[What to produce]: Please print the part of the Hive partition thread starting with "I'm using HF.hr" and going on through "Daylight Time (PDT)", word for word.

── Selected passage ──

Home | About | Sematext search-lucene.com search-hadoop.com
 Search Hadoop and all its subprojects:

Switch to Threaded View
Hive >> mail # user >> hive query doesn't seem to limit itself to partitions based on the WHERE clause


Copy link to this message
-
Re: RE: hive query doesn't seem to limit itself to partitions based on the WHERE clause
Thanks, I'm going to try explain extended and see what I get.

I'm using HF.hr > '07' and HF.hr <= '07', because I actually want P*S*T (in
order to avoid the spring forward / fallback problem you mentioned).

Marc

On Wed, Oct 6, 2010 at 5:05 PM, Steven Wong <[EMAIL PROTECTED]> wrote:

>  What Hive version are you running? Try an “explain extended” on your
> insert query and see if unneeded partitions are included.
>
>
>
> Pacific Standard Time (PST) is UTC-08:00, while Pacific Daylight Time (PDT)
> is UTC-07:00. To convert UTC to PDT, the condition should be:
>
> (HF.dt = '2010-09-29' AND HF.hr >= '07' ) OR (HF.dt = '2010-09-30' AND
> HF.hr < '07' )
>
> instead of:
>
> (HF.dt = '2010-09-29' AND HF.hr > '07' ) OR (HF.dt = '2010-09-30' AND HF.hr
> <= '07' )
>
>
>
> Good luck on the days we spring forward or fall back. J/L
>
>
>
>
>
> *From:* Marc Limotte [mailto:[EMAIL PROTECTED]]
> *Sent:* Wednesday, October 06, 2010 11:12 AM
>
> *To:* [EMAIL PROTECTED]
> *Subject:* Re: RE: hive query doesn't seem to limit itself to partitions
> based on the WHERE clause
>
>
>
> Thanks for the response, Edward.
>
> The source table (hourly_fact) is partitioned on dt (date) and hr (hour),
> and I've confirmed that they are both String fields (CREATE stmt is below).
>
> The hourly_fact table contains 'number of requests' for each hour by a few
> dimensions.  The query is just trying to get a daily aggregation across
> those same dimensions.  The only trick is that the hourly_fact table has dt
> and hour in UTC time.  And the daily aggregation is being done for a PST
> (pacific std) day, hence the 7 hour offset.
>
> CREATE TABLE IF NOT EXISTS hourly_fact (
>   tagtype               STRING,
>   country               STRING,
>   company               INT,
>   request_keyword       STRING,
>   receiver_code         STRING,
>   referrer_domain       STRING,
>   num_requests          INT,
>   num_new_user_requests INT
> )
> PARTITIONED BY (dt STRING, hr STRING)
> ROW FORMAT DELIMITED
> STORED AS SEQUENCEFILE
> LOCATION "...";
>
>
> Marc
>
> On Tue, Oct 5, 2010 at 4:30 PM, Edward Capriolo <[EMAIL PROTECTED]>
> wrote:
>
> On Tue, Oct 5, 2010 at 3:36 PM, Marc Limotte <[EMAIL PROTECTED]> wrote:
> > Hi Namit,
> >
> > Hourly_fact is partitioned on dt and hr.

───
── Dataset content ──

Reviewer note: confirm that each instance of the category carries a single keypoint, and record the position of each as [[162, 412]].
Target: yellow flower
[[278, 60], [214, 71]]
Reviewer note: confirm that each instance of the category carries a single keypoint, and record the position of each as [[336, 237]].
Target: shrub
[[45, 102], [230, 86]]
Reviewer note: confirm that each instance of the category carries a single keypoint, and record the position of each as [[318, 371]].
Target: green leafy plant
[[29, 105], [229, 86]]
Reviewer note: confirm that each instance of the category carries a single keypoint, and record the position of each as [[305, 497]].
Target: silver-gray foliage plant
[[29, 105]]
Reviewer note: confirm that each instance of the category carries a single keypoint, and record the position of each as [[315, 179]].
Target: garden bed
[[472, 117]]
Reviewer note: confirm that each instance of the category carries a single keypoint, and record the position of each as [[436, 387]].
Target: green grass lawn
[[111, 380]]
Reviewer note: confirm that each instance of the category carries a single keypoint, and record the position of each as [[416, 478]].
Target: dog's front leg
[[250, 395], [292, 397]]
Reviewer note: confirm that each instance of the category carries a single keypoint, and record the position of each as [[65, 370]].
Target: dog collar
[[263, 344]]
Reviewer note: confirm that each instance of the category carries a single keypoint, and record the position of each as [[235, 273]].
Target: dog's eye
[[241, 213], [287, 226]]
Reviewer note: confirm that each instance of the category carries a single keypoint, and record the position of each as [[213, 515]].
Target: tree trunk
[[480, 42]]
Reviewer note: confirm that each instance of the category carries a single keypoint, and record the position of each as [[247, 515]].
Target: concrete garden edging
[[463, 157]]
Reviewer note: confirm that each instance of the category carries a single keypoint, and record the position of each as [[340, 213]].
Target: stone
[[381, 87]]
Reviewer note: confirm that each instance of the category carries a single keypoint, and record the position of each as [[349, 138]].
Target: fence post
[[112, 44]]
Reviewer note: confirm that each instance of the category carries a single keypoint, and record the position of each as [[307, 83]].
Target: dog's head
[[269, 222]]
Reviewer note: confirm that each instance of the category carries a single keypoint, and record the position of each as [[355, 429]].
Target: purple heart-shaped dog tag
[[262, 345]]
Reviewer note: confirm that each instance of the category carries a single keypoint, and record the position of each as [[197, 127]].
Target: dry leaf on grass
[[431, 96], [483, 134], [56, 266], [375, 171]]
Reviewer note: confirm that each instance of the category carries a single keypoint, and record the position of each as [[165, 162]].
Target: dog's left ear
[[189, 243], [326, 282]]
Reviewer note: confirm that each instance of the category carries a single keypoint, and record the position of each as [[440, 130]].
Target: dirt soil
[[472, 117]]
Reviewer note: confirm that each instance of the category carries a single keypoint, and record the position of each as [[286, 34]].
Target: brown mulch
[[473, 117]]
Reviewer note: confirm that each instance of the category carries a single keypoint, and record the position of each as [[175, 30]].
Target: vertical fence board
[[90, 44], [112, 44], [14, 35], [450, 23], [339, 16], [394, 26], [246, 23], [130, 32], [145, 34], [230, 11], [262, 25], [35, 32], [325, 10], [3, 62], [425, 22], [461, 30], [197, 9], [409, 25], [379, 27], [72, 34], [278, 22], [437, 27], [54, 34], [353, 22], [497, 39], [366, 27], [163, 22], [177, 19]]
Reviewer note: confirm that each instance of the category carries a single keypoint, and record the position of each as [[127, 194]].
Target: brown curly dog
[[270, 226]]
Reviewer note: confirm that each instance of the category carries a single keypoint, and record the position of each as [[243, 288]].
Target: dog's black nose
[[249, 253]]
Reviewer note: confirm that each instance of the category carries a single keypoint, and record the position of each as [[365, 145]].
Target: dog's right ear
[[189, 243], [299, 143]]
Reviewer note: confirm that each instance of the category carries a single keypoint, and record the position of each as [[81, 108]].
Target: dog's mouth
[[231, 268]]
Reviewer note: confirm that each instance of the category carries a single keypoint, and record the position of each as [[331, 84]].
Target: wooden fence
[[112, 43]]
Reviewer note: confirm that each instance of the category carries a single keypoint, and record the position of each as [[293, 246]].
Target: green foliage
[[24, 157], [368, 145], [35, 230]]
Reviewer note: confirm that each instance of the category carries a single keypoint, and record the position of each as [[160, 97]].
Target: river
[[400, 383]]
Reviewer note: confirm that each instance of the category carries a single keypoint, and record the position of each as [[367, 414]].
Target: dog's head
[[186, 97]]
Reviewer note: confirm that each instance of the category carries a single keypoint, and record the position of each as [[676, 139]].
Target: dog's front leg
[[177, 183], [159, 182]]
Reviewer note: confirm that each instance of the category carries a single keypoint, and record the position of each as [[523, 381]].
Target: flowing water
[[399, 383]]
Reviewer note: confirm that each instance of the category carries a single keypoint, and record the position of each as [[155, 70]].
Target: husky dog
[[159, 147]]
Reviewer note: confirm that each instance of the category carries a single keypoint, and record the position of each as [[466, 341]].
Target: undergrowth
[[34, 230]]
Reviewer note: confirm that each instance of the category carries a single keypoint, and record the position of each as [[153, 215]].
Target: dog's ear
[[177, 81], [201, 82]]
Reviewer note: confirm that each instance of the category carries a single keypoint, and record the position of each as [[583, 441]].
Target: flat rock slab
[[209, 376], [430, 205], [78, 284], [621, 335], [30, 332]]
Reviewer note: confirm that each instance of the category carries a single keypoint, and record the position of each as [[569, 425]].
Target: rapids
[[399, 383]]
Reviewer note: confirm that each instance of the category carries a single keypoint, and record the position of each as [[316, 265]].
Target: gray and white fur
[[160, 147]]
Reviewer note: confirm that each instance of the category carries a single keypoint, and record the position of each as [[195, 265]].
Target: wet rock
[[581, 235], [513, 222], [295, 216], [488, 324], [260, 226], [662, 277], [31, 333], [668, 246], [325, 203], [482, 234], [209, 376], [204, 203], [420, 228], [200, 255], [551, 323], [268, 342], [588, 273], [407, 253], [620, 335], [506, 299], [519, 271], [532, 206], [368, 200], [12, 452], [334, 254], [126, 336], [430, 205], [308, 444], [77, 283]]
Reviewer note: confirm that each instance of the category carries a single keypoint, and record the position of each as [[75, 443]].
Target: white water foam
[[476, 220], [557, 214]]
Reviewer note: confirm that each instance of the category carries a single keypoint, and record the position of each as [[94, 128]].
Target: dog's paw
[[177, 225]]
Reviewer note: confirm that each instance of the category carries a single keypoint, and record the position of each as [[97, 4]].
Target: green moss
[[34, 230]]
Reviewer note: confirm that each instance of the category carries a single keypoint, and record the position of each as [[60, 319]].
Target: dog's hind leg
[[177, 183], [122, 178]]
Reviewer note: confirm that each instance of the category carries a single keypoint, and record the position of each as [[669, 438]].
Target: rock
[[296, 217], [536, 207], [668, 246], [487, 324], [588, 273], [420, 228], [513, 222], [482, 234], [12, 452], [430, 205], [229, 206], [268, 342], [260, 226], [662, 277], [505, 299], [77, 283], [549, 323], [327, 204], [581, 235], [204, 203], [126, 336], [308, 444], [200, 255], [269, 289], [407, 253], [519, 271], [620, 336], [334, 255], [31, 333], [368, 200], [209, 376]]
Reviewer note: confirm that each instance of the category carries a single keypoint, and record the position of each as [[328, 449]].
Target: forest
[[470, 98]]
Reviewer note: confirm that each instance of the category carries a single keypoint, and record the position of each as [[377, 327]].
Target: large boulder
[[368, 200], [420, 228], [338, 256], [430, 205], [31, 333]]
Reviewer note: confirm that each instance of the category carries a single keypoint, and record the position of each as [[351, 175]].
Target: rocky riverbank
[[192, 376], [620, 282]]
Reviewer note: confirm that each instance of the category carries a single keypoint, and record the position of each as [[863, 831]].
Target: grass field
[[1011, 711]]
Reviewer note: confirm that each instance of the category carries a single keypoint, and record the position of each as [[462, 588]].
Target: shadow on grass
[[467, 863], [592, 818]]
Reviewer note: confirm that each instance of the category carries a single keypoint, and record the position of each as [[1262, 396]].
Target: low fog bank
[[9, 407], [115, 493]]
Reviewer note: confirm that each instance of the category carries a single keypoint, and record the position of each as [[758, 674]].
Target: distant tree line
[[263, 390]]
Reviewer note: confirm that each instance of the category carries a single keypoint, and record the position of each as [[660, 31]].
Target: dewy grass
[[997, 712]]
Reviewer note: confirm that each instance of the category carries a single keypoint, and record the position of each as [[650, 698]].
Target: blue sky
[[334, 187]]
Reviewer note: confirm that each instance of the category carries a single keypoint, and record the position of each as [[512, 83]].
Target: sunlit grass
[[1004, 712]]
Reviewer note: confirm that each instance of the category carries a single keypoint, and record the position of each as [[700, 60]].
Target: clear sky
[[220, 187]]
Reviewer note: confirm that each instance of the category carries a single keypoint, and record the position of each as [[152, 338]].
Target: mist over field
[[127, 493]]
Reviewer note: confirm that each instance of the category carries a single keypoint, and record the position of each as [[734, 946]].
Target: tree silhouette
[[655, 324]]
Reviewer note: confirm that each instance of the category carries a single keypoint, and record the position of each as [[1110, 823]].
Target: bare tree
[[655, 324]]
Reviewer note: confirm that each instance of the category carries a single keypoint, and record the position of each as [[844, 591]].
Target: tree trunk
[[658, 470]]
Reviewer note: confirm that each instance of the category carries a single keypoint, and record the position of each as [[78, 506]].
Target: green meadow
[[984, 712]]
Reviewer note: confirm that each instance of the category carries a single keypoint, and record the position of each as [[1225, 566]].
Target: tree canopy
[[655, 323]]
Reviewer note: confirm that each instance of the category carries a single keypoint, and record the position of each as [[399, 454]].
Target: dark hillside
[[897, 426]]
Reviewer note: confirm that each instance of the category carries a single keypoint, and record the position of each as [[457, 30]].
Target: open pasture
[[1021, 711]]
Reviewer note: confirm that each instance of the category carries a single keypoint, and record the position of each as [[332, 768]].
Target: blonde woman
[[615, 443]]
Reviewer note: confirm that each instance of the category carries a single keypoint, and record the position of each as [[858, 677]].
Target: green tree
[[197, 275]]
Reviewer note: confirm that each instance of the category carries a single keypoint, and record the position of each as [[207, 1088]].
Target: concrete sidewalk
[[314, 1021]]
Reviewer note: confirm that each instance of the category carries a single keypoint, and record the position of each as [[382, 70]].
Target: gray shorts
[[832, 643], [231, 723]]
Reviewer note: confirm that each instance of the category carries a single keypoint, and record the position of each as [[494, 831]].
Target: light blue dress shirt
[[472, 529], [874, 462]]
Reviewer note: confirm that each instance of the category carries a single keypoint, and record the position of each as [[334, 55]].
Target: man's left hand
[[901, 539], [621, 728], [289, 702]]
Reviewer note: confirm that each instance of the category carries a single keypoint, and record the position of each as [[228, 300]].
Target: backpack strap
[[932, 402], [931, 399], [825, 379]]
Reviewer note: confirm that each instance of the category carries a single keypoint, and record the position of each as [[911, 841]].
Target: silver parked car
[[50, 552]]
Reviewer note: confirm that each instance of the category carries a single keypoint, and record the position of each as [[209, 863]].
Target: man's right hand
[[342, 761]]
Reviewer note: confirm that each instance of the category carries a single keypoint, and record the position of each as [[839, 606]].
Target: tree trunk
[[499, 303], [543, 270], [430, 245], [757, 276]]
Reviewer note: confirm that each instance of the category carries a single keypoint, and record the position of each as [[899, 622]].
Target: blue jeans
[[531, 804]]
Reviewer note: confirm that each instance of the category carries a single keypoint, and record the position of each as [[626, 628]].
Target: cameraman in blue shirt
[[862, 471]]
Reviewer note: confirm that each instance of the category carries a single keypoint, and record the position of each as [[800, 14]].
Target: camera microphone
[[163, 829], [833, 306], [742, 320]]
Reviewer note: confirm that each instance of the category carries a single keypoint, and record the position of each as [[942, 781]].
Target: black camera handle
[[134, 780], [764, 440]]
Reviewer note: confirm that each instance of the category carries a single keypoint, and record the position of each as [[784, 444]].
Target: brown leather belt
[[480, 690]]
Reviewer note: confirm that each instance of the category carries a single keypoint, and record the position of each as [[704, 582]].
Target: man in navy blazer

───

[The output]:
I'm using HF.hr > '07' and HF.hr <= '07', because I actually want P*S*T (in
order to avoid the spring forward / fallback problem you mentioned).

Marc

On Wed, Oct 6, 2010 at 5:05 PM, Steven Wong <[EMAIL PROTECTED]> wrote:

>  What Hive version are you running? Try an “explain extended” on your
> insert query and see if unneeded partitions are included.
>
>
>
> Pacific Standard Time (PST) is UTC-08:00, while Pacific Daylight Time (PDT)